Entries excerpted from a collection
((

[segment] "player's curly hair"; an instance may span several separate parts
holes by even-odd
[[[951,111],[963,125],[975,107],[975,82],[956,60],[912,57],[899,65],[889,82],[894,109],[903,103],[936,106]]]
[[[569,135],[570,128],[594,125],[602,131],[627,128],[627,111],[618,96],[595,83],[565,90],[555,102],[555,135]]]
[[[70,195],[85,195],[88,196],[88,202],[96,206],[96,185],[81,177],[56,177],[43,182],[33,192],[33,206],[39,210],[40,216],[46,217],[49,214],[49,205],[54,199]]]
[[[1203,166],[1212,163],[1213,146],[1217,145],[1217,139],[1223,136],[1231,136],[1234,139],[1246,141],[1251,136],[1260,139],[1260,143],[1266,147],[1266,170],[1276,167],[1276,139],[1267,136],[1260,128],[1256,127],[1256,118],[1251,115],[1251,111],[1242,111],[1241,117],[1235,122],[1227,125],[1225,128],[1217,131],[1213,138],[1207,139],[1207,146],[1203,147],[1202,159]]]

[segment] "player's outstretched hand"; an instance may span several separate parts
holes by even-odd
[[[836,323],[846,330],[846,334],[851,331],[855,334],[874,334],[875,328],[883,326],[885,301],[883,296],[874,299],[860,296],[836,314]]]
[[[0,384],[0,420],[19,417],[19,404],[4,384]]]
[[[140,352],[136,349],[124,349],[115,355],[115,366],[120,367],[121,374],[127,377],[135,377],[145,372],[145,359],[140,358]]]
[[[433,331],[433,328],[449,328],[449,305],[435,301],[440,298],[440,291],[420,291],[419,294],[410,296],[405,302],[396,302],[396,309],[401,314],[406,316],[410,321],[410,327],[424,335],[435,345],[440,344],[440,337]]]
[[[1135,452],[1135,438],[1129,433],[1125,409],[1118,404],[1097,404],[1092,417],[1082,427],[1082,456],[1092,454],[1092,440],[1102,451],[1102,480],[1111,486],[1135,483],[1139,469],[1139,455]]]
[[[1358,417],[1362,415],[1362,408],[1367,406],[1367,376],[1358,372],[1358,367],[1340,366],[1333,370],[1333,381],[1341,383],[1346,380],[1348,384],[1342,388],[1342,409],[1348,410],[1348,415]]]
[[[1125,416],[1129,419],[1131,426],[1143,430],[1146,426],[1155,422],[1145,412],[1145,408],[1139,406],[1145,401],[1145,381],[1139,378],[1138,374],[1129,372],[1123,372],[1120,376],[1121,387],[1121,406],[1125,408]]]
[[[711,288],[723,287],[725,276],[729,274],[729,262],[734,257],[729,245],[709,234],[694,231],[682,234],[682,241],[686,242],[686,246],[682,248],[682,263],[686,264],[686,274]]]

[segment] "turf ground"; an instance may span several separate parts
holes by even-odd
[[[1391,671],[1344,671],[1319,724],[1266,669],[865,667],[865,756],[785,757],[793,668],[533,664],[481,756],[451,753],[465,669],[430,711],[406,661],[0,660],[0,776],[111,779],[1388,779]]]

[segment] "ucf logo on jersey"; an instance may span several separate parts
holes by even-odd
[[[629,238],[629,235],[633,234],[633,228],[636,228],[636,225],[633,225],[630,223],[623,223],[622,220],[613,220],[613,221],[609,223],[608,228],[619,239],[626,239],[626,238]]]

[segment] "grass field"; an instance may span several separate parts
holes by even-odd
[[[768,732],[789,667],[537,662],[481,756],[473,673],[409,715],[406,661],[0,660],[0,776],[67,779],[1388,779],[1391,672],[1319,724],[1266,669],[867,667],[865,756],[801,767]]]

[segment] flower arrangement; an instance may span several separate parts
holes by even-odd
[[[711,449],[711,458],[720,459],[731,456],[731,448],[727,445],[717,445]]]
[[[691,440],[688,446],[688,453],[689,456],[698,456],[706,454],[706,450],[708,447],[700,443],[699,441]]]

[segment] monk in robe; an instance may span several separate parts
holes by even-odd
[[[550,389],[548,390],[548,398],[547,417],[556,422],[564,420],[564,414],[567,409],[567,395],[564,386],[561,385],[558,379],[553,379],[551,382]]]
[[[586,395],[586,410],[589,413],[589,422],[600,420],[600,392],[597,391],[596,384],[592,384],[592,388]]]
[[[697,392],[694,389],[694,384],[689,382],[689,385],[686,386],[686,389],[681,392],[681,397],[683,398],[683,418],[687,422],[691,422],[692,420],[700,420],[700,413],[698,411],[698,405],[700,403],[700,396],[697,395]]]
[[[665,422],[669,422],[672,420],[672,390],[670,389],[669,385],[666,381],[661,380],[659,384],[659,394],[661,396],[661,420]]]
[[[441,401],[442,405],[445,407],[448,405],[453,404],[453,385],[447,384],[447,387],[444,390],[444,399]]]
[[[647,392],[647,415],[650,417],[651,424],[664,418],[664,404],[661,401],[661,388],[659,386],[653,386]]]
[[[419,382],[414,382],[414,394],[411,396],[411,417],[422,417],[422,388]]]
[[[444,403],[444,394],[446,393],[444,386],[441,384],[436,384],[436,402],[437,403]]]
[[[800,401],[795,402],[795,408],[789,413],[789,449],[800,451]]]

))

-- What is expected --
How many lines of the entries above contain the word "player"? Reply with the number alone.

-- The output --
2